What you are asked to do: Among the entries below, find every line that contains the string "tulle", then copy it.

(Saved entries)

========

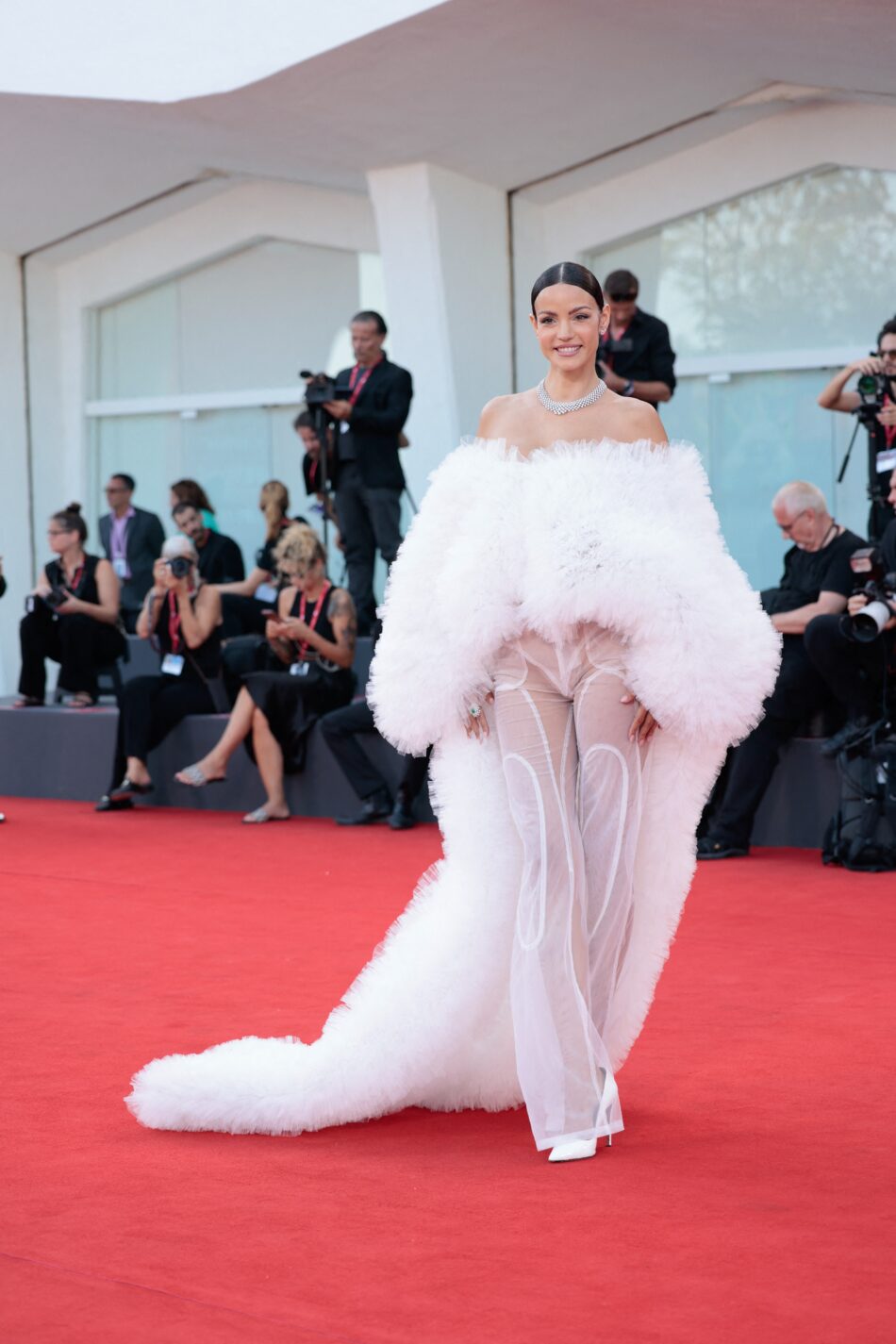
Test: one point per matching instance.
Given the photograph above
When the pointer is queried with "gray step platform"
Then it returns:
(57, 753)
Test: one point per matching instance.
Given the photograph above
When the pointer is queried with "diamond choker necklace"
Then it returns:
(564, 407)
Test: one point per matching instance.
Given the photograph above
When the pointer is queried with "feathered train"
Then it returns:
(617, 535)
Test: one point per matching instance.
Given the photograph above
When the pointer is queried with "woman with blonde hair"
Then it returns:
(244, 601)
(312, 633)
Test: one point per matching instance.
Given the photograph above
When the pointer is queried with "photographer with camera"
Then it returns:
(72, 617)
(873, 402)
(181, 617)
(370, 405)
(855, 655)
(221, 559)
(817, 581)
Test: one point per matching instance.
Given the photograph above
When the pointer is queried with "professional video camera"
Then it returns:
(323, 389)
(872, 390)
(54, 598)
(879, 587)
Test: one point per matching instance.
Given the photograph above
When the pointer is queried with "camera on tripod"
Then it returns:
(879, 587)
(322, 389)
(872, 390)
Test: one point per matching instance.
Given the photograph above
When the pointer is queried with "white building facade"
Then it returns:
(163, 334)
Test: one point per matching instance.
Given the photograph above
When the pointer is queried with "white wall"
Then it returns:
(15, 528)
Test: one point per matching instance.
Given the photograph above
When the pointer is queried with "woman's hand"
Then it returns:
(643, 723)
(475, 724)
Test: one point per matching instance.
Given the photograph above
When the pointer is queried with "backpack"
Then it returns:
(861, 835)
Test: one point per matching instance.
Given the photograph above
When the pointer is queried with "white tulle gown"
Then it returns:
(527, 960)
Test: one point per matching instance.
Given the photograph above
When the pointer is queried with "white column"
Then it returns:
(443, 241)
(15, 512)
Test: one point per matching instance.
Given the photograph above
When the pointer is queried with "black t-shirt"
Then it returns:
(221, 560)
(809, 572)
(642, 354)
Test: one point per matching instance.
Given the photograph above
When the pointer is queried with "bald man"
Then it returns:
(817, 581)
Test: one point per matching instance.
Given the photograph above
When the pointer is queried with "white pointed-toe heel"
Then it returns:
(579, 1148)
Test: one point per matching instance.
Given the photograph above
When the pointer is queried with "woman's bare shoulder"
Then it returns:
(639, 421)
(500, 416)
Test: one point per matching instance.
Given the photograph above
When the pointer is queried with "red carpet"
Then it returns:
(750, 1198)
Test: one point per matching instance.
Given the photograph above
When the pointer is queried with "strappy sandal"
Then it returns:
(196, 778)
(259, 816)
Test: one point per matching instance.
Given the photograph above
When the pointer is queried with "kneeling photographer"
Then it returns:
(855, 654)
(873, 404)
(181, 617)
(72, 617)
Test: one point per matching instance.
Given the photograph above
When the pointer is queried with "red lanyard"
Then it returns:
(174, 622)
(357, 380)
(319, 606)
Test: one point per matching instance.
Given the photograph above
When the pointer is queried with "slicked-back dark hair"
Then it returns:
(370, 315)
(569, 273)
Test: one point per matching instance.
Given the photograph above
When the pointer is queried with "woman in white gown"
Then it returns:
(564, 622)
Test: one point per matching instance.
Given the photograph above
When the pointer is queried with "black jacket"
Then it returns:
(221, 559)
(144, 540)
(376, 423)
(642, 354)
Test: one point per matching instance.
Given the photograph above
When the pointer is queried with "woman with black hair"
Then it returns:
(72, 619)
(539, 629)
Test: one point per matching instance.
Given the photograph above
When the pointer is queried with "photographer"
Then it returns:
(367, 472)
(221, 560)
(181, 616)
(72, 617)
(857, 671)
(634, 357)
(880, 418)
(312, 635)
(132, 539)
(817, 581)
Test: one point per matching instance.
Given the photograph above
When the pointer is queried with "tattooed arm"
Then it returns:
(340, 610)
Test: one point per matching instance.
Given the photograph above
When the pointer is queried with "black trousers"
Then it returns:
(341, 729)
(76, 642)
(800, 691)
(368, 522)
(151, 707)
(855, 672)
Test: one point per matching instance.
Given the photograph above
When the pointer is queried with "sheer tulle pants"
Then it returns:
(573, 785)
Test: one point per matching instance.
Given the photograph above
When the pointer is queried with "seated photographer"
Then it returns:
(817, 581)
(221, 560)
(181, 617)
(314, 477)
(72, 617)
(858, 664)
(244, 601)
(312, 635)
(874, 401)
(341, 729)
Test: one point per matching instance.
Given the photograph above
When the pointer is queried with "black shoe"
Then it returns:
(709, 848)
(373, 809)
(402, 818)
(108, 804)
(851, 731)
(128, 789)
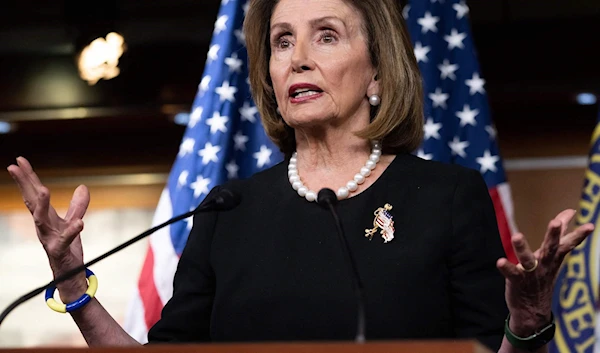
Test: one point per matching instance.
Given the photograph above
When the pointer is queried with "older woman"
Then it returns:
(339, 91)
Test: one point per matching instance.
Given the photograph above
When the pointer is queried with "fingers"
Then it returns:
(574, 238)
(28, 170)
(565, 217)
(79, 203)
(72, 231)
(551, 242)
(508, 269)
(40, 213)
(522, 251)
(26, 187)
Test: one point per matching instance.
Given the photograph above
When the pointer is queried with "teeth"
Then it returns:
(306, 94)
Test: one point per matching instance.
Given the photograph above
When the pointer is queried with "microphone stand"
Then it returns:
(327, 198)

========

Task answer:
When the pointer is queried with "white tulle gown"
When the pointer is queried with "sheer tulle pants"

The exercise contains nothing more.